:: Work to do ::
Which lines in the items below contain the string "cactus"? Filter them out and copy each one in full.
── Entries provided
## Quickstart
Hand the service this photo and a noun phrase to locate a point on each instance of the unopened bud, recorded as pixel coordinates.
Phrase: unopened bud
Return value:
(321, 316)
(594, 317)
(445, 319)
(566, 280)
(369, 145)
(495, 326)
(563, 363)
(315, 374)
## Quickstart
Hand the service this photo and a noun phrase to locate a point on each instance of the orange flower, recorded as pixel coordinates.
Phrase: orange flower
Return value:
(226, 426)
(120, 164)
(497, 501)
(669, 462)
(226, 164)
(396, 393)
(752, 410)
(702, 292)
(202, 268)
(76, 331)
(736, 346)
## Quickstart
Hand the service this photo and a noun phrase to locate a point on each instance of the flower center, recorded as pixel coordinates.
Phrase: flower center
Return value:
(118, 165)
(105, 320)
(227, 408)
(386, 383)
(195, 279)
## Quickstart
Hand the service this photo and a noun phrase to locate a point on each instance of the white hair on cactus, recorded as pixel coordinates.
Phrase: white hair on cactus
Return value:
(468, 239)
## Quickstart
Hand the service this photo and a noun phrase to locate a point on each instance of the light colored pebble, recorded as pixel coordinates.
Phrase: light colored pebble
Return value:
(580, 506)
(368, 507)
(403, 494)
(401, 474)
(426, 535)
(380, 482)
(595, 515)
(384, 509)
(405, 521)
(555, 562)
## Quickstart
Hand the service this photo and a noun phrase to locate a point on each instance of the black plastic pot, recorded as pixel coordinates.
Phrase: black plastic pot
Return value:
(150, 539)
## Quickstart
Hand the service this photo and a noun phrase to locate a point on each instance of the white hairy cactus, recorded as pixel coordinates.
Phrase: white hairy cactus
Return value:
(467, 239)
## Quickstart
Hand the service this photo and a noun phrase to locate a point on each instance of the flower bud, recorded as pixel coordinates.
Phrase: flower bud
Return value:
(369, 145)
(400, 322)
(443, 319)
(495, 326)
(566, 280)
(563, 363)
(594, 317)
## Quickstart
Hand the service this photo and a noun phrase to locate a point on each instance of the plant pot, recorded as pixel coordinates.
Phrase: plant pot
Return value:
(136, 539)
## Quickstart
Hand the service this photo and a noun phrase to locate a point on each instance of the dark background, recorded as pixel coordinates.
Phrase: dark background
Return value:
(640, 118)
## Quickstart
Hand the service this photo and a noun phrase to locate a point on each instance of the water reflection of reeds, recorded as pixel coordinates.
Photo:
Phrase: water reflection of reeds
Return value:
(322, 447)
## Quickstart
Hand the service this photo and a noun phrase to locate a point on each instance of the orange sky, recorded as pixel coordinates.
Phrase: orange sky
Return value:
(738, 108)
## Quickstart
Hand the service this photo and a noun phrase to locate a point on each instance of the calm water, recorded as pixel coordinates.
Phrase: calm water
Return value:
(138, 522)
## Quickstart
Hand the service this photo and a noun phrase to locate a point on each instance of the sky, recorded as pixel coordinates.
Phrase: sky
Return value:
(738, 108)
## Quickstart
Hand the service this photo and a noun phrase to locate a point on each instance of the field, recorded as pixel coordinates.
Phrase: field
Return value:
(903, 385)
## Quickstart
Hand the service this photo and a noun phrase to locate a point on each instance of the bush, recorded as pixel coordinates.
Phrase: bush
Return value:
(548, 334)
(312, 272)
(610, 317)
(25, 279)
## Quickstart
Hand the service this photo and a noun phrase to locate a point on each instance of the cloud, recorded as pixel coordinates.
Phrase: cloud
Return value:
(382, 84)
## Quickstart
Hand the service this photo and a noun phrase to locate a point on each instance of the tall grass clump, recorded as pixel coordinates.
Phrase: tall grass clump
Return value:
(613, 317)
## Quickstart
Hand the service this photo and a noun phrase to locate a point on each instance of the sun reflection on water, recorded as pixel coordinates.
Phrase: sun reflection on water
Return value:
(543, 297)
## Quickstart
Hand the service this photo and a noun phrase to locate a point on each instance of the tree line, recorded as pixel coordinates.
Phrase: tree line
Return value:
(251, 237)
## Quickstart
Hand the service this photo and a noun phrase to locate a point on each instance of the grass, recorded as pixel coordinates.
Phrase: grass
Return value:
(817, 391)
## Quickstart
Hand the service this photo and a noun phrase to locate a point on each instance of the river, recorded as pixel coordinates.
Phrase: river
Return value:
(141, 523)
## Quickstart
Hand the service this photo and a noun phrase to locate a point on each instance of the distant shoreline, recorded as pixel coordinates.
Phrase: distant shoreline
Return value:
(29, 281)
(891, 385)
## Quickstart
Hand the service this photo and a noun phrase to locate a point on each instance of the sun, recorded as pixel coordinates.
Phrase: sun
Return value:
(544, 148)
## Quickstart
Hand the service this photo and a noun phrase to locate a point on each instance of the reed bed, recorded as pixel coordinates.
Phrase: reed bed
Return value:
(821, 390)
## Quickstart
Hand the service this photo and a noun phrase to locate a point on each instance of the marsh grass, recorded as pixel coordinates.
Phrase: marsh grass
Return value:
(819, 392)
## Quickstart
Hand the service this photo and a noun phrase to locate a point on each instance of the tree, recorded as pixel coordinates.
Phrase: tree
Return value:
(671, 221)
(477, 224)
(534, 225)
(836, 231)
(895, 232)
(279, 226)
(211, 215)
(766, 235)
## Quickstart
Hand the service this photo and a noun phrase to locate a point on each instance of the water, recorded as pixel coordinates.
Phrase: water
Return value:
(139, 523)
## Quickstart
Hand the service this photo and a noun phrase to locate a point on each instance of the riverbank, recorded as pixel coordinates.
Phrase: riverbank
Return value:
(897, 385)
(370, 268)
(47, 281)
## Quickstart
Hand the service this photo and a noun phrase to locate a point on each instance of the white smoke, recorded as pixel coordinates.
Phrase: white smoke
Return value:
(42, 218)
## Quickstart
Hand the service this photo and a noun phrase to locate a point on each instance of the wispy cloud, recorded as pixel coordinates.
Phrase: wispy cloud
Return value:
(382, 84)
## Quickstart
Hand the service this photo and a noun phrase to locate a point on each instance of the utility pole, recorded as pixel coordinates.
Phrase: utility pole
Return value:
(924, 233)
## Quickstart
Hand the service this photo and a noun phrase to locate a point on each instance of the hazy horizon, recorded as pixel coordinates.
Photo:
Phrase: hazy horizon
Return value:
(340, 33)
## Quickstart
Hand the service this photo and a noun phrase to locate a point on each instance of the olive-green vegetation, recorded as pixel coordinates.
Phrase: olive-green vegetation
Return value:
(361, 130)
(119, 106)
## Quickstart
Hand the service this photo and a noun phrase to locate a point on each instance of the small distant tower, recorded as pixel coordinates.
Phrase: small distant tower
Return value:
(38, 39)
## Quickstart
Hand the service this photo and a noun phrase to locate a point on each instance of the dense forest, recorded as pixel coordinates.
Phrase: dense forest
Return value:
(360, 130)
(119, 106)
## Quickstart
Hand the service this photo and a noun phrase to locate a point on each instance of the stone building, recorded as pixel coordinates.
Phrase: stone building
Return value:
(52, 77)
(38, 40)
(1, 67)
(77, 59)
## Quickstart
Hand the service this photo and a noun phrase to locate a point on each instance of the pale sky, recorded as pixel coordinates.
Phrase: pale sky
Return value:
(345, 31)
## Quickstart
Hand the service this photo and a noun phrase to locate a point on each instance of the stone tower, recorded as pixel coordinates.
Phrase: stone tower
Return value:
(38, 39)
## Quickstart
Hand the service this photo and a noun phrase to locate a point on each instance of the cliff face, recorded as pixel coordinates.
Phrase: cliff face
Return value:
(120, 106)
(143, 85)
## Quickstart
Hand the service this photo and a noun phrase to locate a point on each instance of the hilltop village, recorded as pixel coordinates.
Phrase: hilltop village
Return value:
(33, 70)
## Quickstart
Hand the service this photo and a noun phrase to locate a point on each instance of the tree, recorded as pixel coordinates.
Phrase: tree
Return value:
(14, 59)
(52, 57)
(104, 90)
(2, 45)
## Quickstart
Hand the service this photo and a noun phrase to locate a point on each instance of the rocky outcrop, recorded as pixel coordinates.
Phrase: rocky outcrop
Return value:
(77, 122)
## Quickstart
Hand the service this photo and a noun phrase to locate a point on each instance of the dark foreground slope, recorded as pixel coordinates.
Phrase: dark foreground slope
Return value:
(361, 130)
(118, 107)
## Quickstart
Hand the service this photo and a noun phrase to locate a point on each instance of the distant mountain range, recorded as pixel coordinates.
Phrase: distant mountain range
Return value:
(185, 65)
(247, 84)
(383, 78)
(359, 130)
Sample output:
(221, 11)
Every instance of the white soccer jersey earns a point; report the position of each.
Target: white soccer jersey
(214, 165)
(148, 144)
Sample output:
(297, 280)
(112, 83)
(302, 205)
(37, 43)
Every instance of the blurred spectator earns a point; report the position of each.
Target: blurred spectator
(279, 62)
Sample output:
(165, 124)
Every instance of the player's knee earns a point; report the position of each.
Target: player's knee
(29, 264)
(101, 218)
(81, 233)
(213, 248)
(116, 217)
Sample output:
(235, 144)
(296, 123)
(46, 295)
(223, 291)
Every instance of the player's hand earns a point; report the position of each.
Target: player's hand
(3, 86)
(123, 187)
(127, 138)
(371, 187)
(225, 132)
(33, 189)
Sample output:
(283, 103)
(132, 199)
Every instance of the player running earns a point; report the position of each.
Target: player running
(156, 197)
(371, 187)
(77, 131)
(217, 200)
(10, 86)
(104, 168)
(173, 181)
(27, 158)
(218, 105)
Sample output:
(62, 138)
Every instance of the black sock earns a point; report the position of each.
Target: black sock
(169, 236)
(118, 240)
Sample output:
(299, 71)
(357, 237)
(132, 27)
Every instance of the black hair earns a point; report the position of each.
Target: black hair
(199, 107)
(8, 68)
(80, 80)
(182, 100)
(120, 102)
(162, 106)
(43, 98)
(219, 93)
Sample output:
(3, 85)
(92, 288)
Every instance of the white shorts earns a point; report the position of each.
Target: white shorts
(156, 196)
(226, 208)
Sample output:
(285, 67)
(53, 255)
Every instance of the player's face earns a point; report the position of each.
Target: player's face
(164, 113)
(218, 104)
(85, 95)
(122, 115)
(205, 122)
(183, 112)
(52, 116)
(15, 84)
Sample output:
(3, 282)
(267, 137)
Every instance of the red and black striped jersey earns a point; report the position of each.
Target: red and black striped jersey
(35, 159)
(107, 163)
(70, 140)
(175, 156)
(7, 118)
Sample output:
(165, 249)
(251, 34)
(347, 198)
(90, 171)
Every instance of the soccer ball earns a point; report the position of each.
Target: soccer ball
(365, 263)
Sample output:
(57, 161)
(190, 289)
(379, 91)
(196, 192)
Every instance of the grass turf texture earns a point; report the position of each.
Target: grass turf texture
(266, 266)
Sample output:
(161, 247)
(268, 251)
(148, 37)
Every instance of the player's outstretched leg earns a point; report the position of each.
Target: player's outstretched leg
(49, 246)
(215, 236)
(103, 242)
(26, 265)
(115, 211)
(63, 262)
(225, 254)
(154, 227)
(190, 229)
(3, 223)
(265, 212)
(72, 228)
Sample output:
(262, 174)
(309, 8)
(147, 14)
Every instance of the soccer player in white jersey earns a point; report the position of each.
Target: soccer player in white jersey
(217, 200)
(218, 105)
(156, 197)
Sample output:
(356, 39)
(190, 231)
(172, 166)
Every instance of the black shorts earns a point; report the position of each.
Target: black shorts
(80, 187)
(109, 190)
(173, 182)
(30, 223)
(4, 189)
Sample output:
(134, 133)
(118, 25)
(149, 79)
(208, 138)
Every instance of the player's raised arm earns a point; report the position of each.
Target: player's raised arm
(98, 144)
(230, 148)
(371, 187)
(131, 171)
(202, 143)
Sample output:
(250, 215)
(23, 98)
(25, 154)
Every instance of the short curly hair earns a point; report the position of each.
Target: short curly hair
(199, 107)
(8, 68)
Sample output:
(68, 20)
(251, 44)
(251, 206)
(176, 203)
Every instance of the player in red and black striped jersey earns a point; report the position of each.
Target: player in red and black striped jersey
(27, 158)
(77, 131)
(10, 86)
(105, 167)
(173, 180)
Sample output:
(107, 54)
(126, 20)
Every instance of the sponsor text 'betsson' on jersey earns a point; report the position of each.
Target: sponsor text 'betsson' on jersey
────
:: Exercise output ::
Hand the service this photo and a noun phrase to locate a point on each instance of the white hair on cactus, recorded as pixel coordinates.
Phrase: white hair on cactus
Hand the service this photo and a noun phrase to locate a point on each instance of the white hairy cactus, recorded as pixel coordinates.
Phrase: white hairy cactus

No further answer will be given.